* _WHAT IS EXPECTED_:
In the listing below, locate the line containing "Could you please locate the white"; reproduce that line and all lines that follow it, unchanged.

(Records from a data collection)
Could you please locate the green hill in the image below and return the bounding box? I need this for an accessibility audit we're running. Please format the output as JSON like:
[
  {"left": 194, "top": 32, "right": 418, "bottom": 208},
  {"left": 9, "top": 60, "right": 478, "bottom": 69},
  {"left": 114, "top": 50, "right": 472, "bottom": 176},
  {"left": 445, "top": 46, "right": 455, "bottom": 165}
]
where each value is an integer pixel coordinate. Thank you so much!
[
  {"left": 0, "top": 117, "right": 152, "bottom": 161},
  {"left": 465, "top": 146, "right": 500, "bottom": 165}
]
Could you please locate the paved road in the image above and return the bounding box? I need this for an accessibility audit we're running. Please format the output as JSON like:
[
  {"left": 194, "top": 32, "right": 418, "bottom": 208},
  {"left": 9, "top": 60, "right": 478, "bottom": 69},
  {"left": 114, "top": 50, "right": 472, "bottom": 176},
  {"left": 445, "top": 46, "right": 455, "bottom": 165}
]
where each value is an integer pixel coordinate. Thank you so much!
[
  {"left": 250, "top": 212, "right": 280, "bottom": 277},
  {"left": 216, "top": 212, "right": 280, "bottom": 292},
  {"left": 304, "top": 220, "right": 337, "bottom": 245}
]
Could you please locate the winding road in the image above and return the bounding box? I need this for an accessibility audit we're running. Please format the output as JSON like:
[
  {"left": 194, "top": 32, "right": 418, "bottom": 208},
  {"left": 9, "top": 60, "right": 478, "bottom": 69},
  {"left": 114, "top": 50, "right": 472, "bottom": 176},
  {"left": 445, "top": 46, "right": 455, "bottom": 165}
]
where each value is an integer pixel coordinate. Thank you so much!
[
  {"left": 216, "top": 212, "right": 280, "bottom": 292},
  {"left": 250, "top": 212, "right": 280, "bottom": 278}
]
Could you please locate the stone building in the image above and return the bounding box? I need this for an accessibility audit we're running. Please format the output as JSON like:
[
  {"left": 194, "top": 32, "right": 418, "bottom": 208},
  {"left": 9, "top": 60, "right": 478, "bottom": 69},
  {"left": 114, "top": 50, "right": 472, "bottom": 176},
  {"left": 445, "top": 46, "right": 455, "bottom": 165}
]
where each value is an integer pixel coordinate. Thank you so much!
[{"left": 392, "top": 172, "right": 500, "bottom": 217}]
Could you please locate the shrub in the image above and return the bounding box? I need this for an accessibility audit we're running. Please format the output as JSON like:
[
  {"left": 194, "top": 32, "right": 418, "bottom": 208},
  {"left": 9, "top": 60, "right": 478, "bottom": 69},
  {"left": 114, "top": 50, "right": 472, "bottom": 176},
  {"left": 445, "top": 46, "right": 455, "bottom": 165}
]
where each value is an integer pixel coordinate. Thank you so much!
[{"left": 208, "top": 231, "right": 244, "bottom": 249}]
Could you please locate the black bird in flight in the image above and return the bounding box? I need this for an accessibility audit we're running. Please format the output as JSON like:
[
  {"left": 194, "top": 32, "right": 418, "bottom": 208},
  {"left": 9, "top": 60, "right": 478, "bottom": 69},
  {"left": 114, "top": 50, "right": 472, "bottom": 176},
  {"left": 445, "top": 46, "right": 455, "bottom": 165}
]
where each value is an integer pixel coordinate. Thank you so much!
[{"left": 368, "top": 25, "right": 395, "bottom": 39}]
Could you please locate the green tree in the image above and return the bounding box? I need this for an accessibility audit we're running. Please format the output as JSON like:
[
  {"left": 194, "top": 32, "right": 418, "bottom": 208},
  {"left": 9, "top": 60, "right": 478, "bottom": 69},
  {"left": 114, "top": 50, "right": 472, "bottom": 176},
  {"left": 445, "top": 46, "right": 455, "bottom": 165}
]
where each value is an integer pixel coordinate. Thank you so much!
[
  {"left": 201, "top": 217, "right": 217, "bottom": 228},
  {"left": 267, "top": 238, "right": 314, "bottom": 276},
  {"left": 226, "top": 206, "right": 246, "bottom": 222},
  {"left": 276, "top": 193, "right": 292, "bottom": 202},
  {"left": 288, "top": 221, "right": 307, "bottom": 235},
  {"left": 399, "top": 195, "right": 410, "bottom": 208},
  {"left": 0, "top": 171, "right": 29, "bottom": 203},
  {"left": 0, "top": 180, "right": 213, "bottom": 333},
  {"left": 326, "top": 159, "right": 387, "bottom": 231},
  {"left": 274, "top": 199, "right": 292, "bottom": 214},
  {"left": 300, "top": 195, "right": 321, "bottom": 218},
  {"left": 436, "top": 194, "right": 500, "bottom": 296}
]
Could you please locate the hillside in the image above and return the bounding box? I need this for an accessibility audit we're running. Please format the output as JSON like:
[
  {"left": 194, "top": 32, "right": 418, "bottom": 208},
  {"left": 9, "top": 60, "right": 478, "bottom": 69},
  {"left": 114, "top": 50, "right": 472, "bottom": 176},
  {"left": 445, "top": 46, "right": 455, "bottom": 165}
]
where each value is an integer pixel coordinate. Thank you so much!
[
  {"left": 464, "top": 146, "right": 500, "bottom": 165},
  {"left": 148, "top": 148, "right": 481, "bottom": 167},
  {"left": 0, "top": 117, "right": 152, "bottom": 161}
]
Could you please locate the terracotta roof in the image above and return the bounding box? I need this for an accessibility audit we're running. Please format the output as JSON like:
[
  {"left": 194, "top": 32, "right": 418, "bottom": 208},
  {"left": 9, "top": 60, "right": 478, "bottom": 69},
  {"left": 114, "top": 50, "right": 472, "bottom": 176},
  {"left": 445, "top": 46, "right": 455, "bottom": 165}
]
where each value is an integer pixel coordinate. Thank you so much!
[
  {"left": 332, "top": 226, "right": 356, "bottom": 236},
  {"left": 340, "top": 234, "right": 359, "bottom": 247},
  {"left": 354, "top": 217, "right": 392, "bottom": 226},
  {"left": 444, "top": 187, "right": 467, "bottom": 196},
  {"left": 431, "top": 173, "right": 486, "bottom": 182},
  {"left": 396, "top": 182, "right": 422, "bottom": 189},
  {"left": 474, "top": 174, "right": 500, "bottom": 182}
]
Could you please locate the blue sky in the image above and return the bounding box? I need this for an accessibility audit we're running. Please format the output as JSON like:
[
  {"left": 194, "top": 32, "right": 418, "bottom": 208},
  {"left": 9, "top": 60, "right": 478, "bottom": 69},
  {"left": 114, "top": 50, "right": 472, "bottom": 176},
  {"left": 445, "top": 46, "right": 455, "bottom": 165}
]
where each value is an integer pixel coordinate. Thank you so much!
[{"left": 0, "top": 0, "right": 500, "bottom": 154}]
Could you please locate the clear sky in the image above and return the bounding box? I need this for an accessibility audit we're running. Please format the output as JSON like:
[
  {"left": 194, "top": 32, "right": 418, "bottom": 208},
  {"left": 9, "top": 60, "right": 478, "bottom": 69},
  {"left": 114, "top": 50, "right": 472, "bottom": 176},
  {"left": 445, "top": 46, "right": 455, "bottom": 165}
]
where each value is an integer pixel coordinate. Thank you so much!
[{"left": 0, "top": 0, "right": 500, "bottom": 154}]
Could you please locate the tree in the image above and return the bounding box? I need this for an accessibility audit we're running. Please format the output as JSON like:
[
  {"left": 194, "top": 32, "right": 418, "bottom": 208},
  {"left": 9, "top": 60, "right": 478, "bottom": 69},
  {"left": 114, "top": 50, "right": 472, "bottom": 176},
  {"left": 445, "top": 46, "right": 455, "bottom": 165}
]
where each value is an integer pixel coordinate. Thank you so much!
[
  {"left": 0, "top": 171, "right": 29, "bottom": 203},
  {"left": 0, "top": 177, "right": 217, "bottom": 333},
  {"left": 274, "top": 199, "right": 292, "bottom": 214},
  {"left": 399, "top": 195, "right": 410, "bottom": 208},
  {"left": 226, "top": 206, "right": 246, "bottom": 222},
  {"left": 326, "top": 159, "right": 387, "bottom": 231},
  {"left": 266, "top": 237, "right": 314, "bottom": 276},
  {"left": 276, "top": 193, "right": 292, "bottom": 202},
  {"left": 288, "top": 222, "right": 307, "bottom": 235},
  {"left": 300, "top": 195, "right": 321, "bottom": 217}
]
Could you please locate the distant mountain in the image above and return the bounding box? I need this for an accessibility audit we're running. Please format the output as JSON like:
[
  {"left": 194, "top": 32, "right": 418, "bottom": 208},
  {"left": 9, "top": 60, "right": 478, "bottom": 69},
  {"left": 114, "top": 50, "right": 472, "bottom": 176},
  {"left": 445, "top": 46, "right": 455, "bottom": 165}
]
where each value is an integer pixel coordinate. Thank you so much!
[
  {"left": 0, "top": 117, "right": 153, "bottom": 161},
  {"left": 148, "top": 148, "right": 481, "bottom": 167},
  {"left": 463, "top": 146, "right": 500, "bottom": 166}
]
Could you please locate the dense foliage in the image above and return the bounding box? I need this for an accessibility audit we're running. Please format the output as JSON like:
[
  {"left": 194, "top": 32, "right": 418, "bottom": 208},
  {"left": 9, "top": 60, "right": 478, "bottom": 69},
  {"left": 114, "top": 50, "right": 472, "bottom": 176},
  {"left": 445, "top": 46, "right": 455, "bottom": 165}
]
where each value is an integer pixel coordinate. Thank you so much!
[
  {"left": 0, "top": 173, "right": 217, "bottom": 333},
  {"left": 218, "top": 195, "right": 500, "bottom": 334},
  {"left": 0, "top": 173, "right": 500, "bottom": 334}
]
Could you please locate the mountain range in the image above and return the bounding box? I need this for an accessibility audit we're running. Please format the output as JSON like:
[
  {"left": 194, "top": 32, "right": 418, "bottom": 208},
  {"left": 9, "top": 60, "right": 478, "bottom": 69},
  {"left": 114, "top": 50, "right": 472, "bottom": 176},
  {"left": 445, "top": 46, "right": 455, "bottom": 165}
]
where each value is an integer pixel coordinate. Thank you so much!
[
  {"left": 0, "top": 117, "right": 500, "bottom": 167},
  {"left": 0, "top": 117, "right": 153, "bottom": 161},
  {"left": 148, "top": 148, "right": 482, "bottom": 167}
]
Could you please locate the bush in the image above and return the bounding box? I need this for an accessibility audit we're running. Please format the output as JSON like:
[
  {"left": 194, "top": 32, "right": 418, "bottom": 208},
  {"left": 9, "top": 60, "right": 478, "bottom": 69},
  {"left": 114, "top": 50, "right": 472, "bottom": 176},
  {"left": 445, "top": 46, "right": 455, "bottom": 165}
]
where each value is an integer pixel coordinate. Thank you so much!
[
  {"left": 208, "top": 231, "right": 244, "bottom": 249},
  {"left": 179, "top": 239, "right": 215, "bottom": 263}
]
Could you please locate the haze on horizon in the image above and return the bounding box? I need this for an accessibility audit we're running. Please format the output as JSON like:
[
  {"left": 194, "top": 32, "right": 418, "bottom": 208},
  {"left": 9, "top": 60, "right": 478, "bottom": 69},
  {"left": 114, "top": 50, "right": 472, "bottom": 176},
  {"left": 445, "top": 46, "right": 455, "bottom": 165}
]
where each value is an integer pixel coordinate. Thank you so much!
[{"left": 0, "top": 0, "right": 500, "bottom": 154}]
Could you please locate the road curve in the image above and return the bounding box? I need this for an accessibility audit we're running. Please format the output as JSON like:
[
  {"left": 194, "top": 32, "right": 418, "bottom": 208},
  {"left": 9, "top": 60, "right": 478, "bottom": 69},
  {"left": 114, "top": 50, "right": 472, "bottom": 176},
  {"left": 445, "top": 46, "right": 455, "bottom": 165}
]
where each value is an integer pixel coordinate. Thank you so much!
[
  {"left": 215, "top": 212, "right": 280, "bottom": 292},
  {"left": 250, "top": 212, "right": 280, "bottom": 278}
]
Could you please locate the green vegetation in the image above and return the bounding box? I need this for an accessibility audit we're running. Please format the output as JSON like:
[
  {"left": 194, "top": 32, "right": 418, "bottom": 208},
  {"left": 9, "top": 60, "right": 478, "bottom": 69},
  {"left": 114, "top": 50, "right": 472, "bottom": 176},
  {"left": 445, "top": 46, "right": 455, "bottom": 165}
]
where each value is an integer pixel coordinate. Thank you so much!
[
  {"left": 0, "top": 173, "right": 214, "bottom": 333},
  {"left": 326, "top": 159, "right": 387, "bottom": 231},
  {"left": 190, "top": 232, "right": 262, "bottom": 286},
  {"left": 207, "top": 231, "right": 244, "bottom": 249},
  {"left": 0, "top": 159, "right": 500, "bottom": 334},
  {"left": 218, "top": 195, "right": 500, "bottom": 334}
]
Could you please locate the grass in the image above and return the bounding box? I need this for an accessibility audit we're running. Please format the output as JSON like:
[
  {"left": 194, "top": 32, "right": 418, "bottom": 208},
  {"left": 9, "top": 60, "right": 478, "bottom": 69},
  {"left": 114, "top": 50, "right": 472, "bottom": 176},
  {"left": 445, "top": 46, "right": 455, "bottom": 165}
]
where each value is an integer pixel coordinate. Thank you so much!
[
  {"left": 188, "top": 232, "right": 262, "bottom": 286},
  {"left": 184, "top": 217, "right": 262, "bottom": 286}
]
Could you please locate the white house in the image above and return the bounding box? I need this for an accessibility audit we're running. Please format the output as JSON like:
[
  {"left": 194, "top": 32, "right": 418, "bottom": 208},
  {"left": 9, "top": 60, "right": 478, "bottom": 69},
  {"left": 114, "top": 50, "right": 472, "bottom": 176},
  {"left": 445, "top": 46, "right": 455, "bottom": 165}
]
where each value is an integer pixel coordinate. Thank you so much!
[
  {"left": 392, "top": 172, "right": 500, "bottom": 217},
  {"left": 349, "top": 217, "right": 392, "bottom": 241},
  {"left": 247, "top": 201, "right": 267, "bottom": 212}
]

* _OUTPUT_:
Could you please locate the white house in the image above and return the bounding box? I need this for an accessibility audit we're running. Please format the output as JSON like:
[
  {"left": 194, "top": 32, "right": 418, "bottom": 208},
  {"left": 9, "top": 60, "right": 478, "bottom": 69},
  {"left": 114, "top": 50, "right": 472, "bottom": 176},
  {"left": 445, "top": 46, "right": 455, "bottom": 165}
]
where each value is an integer pixel coordinate. Thank you so much!
[
  {"left": 392, "top": 172, "right": 500, "bottom": 217},
  {"left": 349, "top": 217, "right": 392, "bottom": 241},
  {"left": 247, "top": 201, "right": 267, "bottom": 212}
]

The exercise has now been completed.